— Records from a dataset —
-*-
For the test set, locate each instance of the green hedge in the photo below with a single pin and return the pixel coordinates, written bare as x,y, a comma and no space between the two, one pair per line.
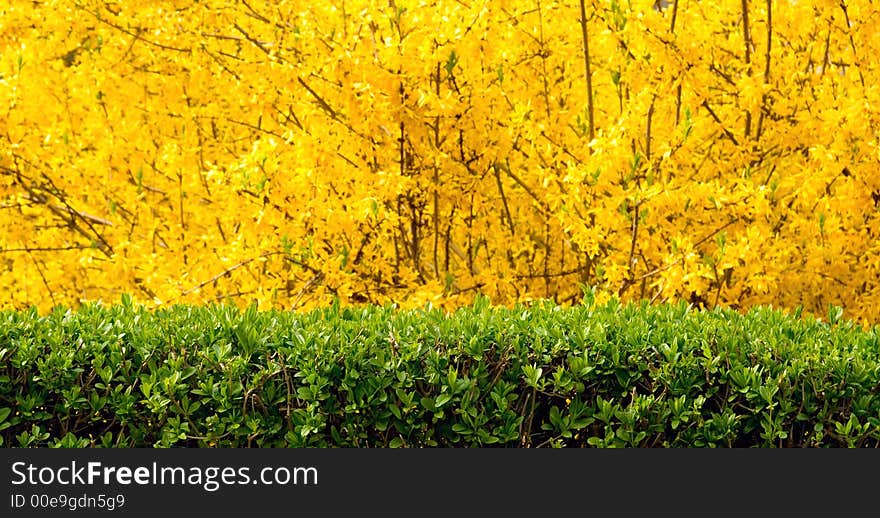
593,375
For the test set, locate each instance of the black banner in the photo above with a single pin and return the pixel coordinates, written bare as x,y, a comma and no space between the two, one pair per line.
429,482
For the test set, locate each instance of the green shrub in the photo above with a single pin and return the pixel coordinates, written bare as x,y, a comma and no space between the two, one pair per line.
589,376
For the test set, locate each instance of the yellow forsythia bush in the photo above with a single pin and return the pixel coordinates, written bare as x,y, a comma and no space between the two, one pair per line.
406,151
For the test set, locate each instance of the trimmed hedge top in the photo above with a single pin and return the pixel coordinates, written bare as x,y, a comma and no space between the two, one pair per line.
593,375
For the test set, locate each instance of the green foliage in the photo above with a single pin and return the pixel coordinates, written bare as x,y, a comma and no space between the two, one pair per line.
608,375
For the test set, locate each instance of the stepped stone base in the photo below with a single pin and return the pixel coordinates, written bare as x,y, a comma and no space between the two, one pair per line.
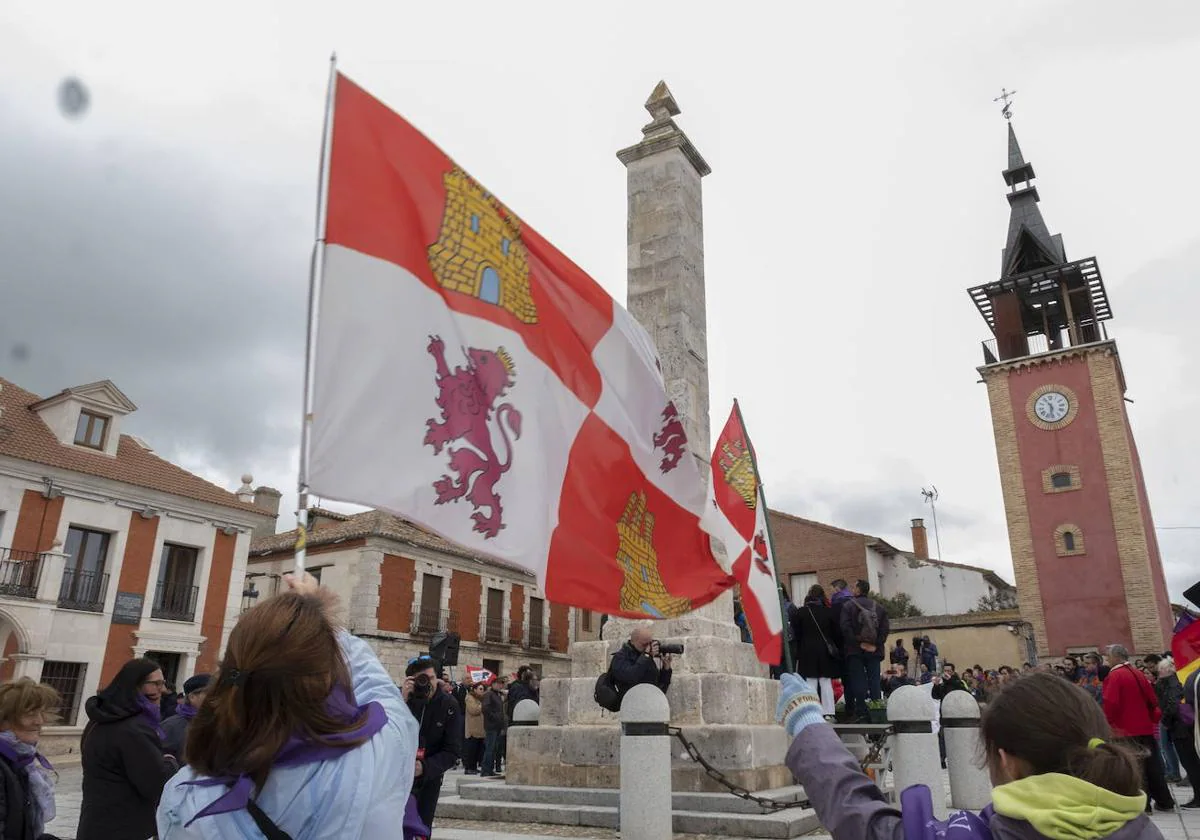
471,798
589,756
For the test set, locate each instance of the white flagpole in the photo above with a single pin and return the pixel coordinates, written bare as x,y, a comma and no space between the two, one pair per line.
315,279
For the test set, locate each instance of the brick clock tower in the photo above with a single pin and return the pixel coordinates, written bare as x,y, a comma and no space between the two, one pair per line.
1079,525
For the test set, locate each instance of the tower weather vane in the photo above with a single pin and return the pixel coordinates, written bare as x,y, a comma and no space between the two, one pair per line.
1006,97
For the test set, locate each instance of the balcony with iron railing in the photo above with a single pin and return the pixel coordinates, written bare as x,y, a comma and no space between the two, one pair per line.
175,601
83,591
429,622
21,573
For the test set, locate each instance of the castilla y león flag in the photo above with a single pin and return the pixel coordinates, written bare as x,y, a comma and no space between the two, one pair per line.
737,514
472,379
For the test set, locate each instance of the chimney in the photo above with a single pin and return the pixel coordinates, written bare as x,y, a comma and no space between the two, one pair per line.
919,540
268,498
246,493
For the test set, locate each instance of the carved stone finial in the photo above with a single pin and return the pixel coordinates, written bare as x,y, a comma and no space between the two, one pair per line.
661,103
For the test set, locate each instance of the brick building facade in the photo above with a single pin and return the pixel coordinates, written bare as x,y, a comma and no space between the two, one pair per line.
399,585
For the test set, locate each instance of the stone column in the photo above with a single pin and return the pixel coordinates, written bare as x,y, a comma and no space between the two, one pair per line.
719,693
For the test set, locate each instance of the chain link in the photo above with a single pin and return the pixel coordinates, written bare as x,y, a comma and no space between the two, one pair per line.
873,756
719,778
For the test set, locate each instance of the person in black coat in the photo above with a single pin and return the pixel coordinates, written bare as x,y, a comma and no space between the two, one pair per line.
124,768
634,663
27,780
439,742
817,642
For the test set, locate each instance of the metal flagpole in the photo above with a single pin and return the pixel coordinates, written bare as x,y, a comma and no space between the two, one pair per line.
315,279
771,540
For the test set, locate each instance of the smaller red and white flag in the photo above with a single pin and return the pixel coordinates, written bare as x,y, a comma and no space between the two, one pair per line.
737,514
477,675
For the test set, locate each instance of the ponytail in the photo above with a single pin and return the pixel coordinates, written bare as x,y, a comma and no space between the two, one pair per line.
-*-
— THE PROBLEM —
Reproduce every line of the records above without any change, starting at the line that contains "For the test set, locate each instance of the carved" and continuing through the end of the records, with both ends included.

— THE COMPLETED TASK —
For the test set, locate each instance of the carved stone finial in the photo above with a single pin and return the pixel coordinates, written bare as x,y, a comma and no space between the two, one pair per line.
661,103
For the test set, locate each instance of the brick building facade in the photo above with a single pin and return the pixel coordinates, written bare as x,y, a comma and no space between the two, one pair per line.
399,585
For the test set, locate each instance of the stone column in the photo above with a single pin and return the pixel coordinates, written bare as x,y, a comma and no space between the two, one pair per line.
719,693
For the test set, locate each instance of the chain link in the photo above with a single pin and return the pixel coordinates, written bare as x,y, a comma and no space between the two, one pair per line.
873,756
719,778
For the test set, locate each instance of the person in black coat in the photo above with a single pin and return the pixel coordinates, written bare as x,y, a comma and no space between the two, one pair per line.
124,768
634,663
27,780
439,742
817,642
For the test set, locate each instance of the metal flagpole in the photo above with a single pin and return the pixel coordinates, written bare as x,y, a comma and no space between the two, one pair per line.
315,279
771,540
For the test set, locate each instance of the smaller red and white flag in the photo above with a single pin and return the pixel coordinates, written bare as x,y, a comma and no space between the two, one pair per line.
737,514
477,675
For the test set, locate each instance of the ponytail in the photo above with a single pin and return the pixel coordinates, written bare as x,y, a comma and no space between the two, one pair per line.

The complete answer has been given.